— TASK BRIEF —
Can you quote the lines below exactly, starting at the line with "of the silhouetted" and going through the last one?

[Stored data entries]
★ ★ ★
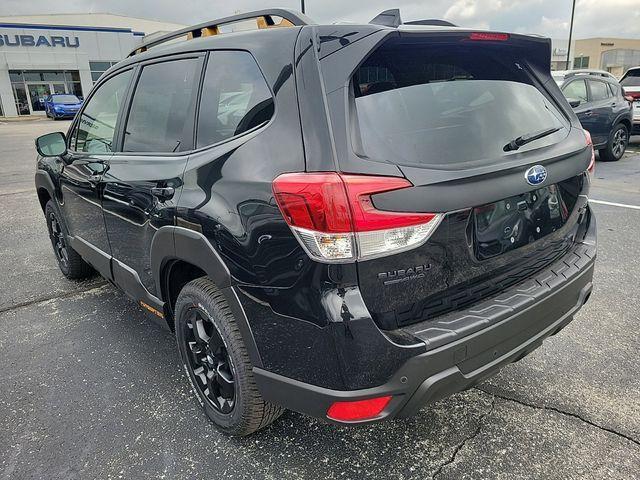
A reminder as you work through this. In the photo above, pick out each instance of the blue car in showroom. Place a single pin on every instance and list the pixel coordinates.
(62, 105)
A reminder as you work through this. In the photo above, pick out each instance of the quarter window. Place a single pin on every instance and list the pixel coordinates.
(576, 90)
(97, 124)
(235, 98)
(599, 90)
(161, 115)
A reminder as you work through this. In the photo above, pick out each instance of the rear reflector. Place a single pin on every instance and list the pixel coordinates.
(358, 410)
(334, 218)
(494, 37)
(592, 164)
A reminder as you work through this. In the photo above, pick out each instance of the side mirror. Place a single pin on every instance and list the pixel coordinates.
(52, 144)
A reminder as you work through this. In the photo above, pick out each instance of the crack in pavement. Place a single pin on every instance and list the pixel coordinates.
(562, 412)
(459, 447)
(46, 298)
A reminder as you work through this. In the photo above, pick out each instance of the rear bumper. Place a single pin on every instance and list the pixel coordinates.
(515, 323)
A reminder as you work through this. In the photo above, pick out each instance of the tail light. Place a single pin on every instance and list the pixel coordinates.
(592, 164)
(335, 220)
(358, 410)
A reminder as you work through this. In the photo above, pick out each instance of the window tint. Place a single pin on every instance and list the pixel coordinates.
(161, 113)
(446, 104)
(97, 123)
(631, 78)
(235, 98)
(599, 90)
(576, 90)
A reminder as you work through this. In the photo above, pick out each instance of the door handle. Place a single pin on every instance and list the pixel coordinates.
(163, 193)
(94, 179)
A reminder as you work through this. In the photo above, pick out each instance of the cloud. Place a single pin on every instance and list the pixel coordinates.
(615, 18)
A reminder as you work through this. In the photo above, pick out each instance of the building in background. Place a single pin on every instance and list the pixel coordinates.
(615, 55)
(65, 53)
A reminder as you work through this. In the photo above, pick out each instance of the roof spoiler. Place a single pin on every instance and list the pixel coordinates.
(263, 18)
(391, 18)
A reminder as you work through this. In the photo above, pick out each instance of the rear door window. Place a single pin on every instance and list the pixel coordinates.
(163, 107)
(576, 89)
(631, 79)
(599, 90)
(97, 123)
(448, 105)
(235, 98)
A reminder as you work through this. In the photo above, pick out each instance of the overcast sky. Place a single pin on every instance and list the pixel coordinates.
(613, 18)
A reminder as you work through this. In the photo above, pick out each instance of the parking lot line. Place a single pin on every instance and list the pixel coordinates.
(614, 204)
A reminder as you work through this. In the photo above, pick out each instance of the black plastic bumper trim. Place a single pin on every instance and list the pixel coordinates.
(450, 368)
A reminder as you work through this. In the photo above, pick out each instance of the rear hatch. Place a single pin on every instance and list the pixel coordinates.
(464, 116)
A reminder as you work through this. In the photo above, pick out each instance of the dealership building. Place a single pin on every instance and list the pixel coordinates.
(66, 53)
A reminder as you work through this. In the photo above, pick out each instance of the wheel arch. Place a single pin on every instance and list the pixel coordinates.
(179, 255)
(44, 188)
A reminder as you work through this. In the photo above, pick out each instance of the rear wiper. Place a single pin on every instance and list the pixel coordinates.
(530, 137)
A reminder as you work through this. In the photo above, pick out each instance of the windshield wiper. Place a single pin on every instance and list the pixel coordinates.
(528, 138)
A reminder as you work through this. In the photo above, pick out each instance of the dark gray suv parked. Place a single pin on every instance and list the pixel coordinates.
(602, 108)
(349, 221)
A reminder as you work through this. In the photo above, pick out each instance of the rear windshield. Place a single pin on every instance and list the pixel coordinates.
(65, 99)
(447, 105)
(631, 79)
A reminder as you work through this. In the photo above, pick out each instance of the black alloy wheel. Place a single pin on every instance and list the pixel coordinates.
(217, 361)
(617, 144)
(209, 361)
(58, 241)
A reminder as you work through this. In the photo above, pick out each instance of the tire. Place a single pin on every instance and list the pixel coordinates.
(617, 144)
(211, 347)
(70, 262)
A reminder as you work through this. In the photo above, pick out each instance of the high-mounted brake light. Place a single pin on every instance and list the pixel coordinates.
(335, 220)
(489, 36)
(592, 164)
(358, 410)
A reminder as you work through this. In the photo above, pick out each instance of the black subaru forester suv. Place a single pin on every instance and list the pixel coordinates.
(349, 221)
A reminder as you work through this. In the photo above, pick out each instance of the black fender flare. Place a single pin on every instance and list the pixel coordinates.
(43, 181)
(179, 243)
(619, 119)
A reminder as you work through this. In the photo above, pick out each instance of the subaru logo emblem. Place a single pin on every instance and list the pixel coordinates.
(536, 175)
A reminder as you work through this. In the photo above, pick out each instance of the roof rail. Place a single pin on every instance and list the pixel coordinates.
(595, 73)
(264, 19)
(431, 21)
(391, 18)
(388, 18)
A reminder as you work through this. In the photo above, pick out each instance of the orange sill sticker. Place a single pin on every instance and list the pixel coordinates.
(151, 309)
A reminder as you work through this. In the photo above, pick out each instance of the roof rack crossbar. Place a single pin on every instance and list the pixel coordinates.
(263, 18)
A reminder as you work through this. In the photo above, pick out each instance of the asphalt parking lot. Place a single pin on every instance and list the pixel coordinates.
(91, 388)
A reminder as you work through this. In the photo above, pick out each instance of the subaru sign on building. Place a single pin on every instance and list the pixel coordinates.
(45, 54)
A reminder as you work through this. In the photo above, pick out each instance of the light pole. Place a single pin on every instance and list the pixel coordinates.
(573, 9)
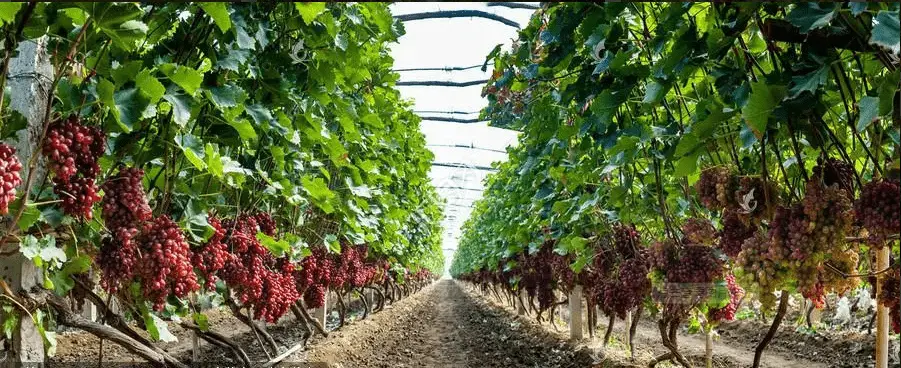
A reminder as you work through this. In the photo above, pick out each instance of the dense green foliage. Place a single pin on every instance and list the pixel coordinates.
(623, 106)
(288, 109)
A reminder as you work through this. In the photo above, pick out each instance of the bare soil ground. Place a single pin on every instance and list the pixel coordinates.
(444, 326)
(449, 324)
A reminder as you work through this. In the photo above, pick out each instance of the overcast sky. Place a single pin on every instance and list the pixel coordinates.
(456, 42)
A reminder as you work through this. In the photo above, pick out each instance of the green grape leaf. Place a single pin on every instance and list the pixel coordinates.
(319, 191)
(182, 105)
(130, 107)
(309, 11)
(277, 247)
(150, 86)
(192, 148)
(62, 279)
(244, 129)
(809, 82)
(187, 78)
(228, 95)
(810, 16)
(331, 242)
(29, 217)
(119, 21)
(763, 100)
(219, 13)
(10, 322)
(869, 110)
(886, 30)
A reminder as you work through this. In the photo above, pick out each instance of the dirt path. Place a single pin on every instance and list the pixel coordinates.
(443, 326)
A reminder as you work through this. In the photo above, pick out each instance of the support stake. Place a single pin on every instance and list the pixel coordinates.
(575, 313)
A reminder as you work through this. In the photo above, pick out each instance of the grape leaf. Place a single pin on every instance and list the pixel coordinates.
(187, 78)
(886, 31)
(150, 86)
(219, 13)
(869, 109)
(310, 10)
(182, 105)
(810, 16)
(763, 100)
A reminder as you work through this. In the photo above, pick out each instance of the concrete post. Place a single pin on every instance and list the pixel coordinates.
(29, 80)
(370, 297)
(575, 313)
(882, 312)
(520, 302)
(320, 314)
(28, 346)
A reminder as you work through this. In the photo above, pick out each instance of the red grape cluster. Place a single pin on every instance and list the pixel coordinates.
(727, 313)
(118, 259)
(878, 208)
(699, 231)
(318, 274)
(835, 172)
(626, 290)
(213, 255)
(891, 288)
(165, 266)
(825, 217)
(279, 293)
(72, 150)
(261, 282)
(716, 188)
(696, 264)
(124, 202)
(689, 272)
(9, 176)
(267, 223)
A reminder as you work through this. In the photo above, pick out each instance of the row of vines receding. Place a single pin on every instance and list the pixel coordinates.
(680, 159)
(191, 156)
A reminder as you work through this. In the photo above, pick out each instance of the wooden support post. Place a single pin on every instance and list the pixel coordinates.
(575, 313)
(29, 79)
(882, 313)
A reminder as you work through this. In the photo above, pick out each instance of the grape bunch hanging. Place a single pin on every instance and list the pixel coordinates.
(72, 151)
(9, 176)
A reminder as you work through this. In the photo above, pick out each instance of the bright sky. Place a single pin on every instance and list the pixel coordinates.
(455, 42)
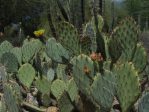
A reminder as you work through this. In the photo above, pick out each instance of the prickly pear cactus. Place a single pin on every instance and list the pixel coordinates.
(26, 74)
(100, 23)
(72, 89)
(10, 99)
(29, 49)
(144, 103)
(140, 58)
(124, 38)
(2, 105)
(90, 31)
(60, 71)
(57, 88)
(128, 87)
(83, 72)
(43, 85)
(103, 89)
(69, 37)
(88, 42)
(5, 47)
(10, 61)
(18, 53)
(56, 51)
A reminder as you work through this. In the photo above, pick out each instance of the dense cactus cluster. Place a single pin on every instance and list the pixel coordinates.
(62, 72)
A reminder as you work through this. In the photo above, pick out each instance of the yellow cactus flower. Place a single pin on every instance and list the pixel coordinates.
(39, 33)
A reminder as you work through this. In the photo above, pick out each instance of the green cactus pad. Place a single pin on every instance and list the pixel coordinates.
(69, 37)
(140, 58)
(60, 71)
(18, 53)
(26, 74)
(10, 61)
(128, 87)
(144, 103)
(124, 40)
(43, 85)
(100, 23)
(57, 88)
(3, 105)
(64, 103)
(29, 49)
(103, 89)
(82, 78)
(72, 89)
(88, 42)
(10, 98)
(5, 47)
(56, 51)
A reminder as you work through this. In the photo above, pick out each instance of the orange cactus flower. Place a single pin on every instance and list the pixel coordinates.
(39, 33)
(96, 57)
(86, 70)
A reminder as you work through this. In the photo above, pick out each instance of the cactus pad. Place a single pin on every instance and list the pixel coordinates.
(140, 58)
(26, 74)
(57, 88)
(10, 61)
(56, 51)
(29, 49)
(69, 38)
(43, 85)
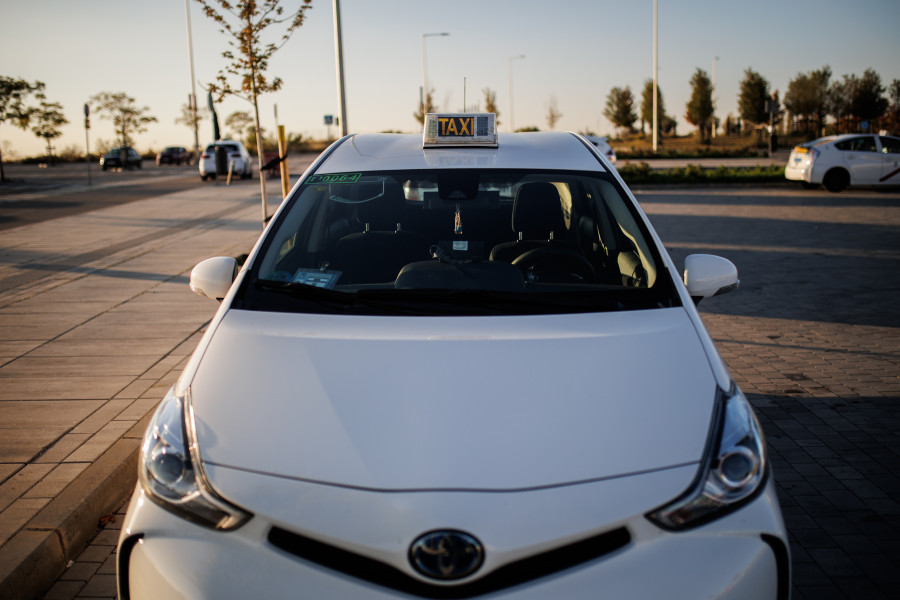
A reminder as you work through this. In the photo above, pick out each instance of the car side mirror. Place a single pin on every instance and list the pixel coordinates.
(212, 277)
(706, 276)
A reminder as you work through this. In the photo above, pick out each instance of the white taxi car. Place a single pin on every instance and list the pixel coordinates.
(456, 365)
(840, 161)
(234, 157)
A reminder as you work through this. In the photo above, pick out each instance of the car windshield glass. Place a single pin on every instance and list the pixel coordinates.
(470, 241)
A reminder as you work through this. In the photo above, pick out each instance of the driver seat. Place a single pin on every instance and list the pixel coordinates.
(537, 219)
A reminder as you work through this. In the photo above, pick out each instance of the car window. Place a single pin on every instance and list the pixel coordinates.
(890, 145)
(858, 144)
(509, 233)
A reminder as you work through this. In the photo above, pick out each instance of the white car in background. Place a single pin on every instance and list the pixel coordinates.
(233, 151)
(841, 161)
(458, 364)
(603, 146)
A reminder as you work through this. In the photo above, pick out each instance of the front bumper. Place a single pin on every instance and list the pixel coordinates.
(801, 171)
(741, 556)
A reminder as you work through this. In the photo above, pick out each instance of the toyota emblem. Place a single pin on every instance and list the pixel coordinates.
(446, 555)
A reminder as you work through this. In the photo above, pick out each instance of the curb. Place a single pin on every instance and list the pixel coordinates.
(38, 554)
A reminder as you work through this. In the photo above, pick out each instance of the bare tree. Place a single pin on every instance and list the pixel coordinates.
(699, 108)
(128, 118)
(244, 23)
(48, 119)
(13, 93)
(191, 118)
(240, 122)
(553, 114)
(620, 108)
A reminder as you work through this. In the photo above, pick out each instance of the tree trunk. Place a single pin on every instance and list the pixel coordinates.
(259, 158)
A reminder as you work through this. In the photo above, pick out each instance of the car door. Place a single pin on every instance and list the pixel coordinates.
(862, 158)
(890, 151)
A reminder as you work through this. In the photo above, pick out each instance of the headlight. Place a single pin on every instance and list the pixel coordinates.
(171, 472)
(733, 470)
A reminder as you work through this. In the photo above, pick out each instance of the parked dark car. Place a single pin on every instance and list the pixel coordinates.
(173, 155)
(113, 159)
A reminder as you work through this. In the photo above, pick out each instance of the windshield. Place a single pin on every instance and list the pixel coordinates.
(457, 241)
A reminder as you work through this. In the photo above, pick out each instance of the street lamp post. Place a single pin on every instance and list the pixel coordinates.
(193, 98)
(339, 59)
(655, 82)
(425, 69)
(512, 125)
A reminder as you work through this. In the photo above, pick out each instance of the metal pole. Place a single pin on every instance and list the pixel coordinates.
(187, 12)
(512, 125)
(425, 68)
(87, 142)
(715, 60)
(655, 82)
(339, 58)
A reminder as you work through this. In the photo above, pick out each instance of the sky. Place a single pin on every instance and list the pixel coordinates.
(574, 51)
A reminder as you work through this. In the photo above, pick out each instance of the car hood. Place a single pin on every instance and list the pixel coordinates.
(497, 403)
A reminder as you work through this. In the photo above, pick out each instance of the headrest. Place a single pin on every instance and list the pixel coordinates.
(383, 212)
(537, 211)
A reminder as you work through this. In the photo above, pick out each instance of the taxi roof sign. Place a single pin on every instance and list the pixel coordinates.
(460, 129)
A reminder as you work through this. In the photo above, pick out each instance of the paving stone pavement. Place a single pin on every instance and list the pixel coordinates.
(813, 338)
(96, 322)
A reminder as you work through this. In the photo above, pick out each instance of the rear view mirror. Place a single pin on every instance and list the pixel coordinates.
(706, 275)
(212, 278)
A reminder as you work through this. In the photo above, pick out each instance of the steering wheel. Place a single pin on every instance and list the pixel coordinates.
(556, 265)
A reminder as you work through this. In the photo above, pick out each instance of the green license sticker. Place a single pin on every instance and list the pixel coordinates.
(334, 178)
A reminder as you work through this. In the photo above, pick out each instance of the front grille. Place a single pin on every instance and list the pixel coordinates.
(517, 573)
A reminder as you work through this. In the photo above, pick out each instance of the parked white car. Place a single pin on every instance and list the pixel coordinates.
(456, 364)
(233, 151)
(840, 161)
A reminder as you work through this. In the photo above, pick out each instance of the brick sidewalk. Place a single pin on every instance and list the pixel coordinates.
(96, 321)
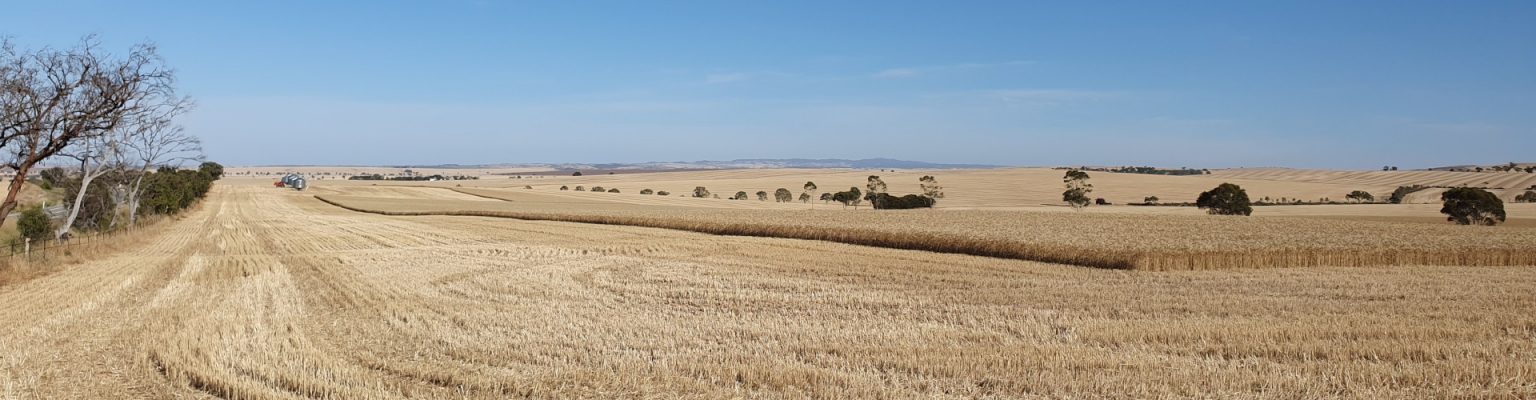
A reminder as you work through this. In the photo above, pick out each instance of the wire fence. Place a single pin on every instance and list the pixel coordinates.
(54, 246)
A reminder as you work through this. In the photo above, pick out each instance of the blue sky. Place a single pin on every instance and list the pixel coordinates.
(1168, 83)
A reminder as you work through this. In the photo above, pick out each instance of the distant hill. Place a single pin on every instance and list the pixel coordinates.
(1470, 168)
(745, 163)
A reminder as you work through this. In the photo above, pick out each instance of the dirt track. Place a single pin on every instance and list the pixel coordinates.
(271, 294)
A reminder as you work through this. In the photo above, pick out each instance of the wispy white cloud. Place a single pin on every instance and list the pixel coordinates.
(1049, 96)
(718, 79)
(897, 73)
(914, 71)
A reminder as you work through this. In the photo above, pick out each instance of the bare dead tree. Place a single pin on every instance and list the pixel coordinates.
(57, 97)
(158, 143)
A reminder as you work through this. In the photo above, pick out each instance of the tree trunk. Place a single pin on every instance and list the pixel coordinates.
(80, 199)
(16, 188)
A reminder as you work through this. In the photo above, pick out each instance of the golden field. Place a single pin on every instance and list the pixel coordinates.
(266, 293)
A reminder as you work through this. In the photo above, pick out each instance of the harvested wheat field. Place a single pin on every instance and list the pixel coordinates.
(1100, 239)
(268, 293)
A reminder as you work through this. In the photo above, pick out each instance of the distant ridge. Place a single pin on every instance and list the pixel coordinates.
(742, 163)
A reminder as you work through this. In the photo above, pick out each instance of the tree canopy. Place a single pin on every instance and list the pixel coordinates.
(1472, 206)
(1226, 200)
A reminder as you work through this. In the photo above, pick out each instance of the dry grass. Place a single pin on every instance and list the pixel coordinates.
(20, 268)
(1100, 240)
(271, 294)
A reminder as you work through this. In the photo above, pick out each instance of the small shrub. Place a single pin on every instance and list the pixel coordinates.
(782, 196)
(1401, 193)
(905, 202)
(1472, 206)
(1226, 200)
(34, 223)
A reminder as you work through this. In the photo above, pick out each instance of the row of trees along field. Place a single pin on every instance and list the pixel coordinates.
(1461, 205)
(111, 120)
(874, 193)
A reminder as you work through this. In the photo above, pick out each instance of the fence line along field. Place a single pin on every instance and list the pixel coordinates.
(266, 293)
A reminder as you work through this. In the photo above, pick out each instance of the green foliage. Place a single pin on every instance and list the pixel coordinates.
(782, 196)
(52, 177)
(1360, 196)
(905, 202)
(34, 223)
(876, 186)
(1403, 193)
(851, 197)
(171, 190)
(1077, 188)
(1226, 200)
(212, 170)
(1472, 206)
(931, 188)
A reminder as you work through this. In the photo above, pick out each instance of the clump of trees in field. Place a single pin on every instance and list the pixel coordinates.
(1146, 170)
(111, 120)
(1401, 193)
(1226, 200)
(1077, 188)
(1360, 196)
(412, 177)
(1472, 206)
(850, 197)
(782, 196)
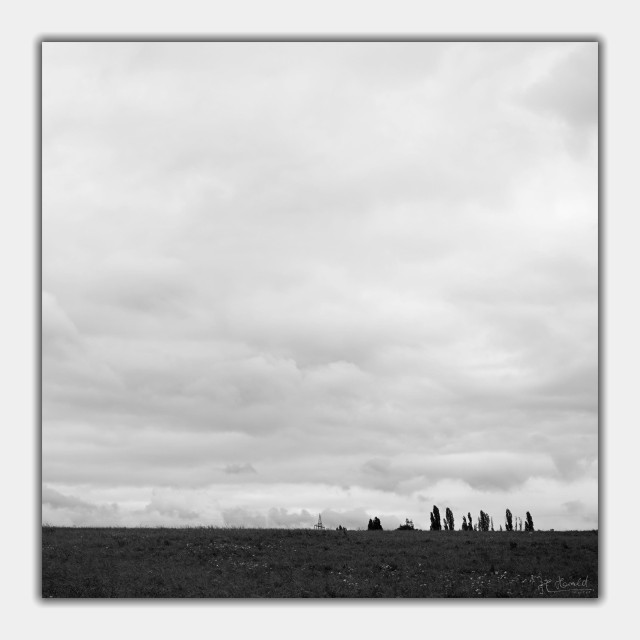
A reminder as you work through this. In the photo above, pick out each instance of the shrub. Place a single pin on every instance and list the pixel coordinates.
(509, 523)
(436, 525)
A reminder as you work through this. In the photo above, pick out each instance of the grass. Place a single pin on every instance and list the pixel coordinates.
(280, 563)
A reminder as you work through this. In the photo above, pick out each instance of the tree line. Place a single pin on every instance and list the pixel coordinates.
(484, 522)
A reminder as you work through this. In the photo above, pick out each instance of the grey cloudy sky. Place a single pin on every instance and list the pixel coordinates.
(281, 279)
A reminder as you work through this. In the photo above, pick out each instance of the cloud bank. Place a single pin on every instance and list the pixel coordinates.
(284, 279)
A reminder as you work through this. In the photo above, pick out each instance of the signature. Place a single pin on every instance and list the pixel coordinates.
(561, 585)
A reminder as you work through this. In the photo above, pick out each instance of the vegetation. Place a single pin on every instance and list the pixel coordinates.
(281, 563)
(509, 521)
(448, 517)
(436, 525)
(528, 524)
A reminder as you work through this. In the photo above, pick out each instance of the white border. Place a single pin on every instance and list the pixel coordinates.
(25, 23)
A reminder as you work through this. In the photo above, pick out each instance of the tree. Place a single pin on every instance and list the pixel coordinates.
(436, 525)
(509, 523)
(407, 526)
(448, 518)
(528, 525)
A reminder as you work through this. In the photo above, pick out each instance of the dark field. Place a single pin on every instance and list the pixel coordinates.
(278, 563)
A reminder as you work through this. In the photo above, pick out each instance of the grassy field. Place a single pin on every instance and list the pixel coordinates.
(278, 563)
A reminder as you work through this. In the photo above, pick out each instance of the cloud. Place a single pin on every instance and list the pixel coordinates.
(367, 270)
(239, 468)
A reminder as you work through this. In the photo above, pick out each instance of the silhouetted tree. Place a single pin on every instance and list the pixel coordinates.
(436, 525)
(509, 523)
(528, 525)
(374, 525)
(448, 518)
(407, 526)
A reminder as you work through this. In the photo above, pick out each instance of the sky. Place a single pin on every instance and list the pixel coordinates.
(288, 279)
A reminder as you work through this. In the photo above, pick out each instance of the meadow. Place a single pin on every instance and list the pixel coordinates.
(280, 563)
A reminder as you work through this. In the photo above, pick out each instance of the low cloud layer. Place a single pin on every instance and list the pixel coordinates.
★ ★ ★
— RESPONSE —
A reminder as you work through this. In the photo above, pick out each instance of the silhouetted tree. Place a single pin on every instance and list the pixel coordinates.
(436, 525)
(509, 523)
(528, 525)
(374, 525)
(448, 518)
(407, 526)
A reminder as you work through this. In the photo above, pick out each instance of the sky. Place a single pin on every instance and list the pixel coordinates.
(288, 279)
A reminder as you work through this. In the photo above, pick out each instance of the meadow. Place a single pin on every instance and list the pixel coordinates.
(280, 563)
A reminder as you work through this. In the photo above, pick out each instance of the low cloud layer. Place a single pin on every instance and list the pixel coordinates.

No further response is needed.